• PROBLEM DETAILS
Repeat each line of the material exactly.

• DATA LINES
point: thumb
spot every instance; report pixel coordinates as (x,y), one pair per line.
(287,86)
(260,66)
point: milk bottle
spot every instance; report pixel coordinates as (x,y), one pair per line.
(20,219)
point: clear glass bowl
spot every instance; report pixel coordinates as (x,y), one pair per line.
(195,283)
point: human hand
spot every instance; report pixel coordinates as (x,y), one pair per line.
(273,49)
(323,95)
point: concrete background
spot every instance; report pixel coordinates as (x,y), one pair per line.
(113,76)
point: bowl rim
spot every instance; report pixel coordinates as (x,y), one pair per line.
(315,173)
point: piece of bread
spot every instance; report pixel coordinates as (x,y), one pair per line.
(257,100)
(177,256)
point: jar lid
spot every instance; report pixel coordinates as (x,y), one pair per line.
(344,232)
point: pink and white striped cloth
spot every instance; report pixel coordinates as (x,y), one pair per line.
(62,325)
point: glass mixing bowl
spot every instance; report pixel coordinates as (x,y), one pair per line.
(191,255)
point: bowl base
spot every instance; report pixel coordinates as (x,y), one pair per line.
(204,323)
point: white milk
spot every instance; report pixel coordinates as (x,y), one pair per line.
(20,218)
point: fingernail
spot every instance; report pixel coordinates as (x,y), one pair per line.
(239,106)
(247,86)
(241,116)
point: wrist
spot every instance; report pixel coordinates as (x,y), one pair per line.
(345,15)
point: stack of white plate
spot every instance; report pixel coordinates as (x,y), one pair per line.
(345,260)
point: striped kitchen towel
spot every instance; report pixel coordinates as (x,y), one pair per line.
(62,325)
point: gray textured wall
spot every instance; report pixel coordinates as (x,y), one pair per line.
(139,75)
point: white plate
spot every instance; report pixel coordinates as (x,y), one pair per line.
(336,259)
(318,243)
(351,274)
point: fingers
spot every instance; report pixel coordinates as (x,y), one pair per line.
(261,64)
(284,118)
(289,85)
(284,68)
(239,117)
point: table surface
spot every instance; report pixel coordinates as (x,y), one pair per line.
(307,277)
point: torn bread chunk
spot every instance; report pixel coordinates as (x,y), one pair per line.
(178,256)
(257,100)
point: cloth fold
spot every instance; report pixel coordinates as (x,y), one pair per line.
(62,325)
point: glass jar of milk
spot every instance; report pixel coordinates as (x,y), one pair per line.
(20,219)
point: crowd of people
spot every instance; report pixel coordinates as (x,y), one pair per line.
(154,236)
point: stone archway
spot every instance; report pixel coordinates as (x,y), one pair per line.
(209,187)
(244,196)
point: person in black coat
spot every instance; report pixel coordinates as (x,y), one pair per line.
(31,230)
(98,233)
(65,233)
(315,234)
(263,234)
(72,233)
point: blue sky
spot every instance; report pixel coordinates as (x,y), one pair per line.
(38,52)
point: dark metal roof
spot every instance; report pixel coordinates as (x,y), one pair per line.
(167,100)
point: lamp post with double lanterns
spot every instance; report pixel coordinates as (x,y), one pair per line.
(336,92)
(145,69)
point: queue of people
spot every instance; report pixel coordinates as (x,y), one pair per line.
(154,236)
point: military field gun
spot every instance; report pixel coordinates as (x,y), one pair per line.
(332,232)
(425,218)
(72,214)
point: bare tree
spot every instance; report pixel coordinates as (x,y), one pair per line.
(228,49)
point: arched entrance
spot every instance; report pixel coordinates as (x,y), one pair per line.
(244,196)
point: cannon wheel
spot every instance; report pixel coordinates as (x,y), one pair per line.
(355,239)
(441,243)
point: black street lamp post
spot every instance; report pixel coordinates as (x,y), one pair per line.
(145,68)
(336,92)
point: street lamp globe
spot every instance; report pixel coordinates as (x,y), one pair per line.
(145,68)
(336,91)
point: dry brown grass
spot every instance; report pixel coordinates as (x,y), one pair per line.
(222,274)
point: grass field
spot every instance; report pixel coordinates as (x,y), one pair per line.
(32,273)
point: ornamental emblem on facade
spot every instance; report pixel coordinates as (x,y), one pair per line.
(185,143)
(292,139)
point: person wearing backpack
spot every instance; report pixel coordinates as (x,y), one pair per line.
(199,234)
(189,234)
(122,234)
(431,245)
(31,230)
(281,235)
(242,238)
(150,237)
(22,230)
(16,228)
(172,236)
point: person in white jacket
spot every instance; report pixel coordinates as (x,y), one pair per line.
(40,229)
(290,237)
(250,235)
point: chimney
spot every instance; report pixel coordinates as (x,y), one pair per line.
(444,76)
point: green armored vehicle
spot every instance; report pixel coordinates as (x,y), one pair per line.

• FULL SOLUTION
point: thumb
spot every instance; report pixel coordinates as (x,y), one pair per line.
(287,86)
(260,66)
point: milk bottle
spot every instance; report pixel coordinates as (x,y), one pair per line.
(20,219)
point: clear glass bowl
spot every instance; report pixel coordinates as (x,y), one pair per line.
(195,283)
point: human hand
spot every instance; report pixel coordinates as (x,y), one pair per line.
(273,49)
(323,95)
point: concrete background
spot every instance; report pixel coordinates as (x,y), one pair per line.
(113,76)
point: bowl rim
spot every instance; report pixel coordinates as (x,y), one pair per line.
(315,173)
point: piece of bread
spot every instance; report pixel coordinates as (x,y), one pair per line.
(257,100)
(177,256)
point: jar lid
spot every instance; report pixel coordinates as (x,y), one pair per line.
(344,232)
point: pink and white striped cloth
spot every instance; report pixel coordinates as (x,y), one pair per line.
(62,325)
point: glass mixing bowl
spot every instance; report pixel coordinates as (x,y), one pair per line.
(191,255)
point: bowl base
spot every instance; report pixel coordinates as (x,y), one pair per line.
(204,323)
point: white milk
spot every instance; report pixel coordinates as (x,y), one pair per line.
(20,218)
point: fingernail
spot every instance; report pixel coordinates as (x,y), one pair per line.
(239,106)
(247,86)
(241,116)
point: wrist
spot every instance; report pixel coordinates as (x,y), one pair per line.
(345,15)
point: stack of white plate
spot every instance; report pixel coordinates as (x,y), one pair per line.
(345,260)
point: striped kitchen towel
spot every instance; report pixel coordinates as (x,y), one pair per line.
(62,325)
point: gray textured wall
spot every instance; report pixel coordinates as (x,y), one pair per line.
(139,75)
point: white plate
spot every instance; report pixel coordinates as (x,y), one pair per line.
(336,259)
(318,243)
(351,274)
point: fingers
spot every instance; report pixel coordinates as (x,y), one pair per line.
(261,64)
(284,118)
(289,85)
(284,68)
(239,117)
point: table surface
spot every instance; report pixel coordinates as (x,y), one pair per line.
(307,277)
point: torn bread chunk
spot every instance; report pixel coordinates as (x,y), one pair per line.
(178,256)
(257,100)
point: cloth fold
spot every instance; report pixel coordinates as (x,y), one pair per line.
(62,325)
point: glass jar of milk
spot every instance; report pixel coordinates as (x,y), one pair per line.
(20,219)
point: crowd of people
spot every instance; report pixel coordinates as (x,y), one pair per line.
(154,236)
point: stone archway
spot every instance; report pixel coordinates as (x,y), one pair per line.
(209,187)
(244,196)
point: person in black coat
spot every instance; report pixel coordinates as (x,y), one pair per line.
(31,230)
(98,233)
(65,233)
(315,234)
(263,234)
(72,233)
point: blue sky
spot every instance; report pixel coordinates as (x,y), one pair per line.
(38,52)
point: dark metal roof
spot every instance; report pixel coordinates as (x,y), one pair per line.
(167,100)
point: lamp post with double lanterns
spot every instance; report pixel coordinates as (x,y), one pair per line.
(336,92)
(145,69)
point: queue of people
spot every instance; report pixel coordinates as (x,y), one pair per line.
(154,236)
point: military field gun
spot every instance; report pixel coordinates as (x,y), one pair per line.
(332,232)
(425,218)
(72,214)
point: bare tree
spot every instance; report pixel coordinates as (x,y), one pair per line.
(228,49)
point: arched entrance
spot every instance; report pixel coordinates as (x,y), one pair per line.
(244,196)
point: cannon wheel
spot every instance; report pixel coordinates as (x,y), one pair per line.
(355,239)
(441,243)
point: black street lamp post
spot every instance; report pixel coordinates as (x,y), one pair per line.
(145,68)
(336,92)
point: street lamp globe
spot every instance; report pixel coordinates as (x,y), one pair per line.
(145,68)
(336,91)
point: dry brown grass
spot every instance; report pixel coordinates as (x,y), one pair per line.
(222,274)
point: grass field
spot every instance; report pixel coordinates as (x,y), one pair per line.
(32,273)
point: ornamental emblem on facade
spot every instance; report pixel coordinates as (x,y), one pair per line.
(185,143)
(292,139)
point: person wearing backpack
spot every instance; report pixel coordinates as (x,y), one pair per line.
(199,234)
(189,234)
(122,234)
(431,245)
(31,230)
(281,235)
(242,238)
(150,237)
(22,230)
(16,228)
(172,236)
point: person in white jacket
spot every instance; report pixel coordinates as (x,y), one pair per line.
(40,229)
(290,237)
(250,235)
point: chimney
spot every instance; report pixel coordinates as (x,y), one pair per line.
(444,76)
point: green armored vehicle
spot every instance; report pixel coordinates as (x,y), one pair per line.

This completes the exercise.